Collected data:
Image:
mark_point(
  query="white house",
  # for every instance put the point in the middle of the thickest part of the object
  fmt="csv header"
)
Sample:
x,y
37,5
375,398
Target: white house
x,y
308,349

§ **Exercise requirements**
Can you lay out every line of the material above as a Markdown table with the columns No. and Line, leaving out any blank lines?

§ **Exercise result**
| No. | Line |
|---|---|
| 1 | Image: |
| 2 | mark_point( |
| 3 |   query="white house", |
| 4 |   # for every instance put the point in the middle of the thickest part of the object |
| 5 |   fmt="csv header" |
| 6 | ) |
| 7 | Sample: |
| 8 | x,y |
| 9 | 37,5 |
| 10 | 375,398 |
| 11 | Target: white house |
| 12 | x,y |
| 13 | 308,349 |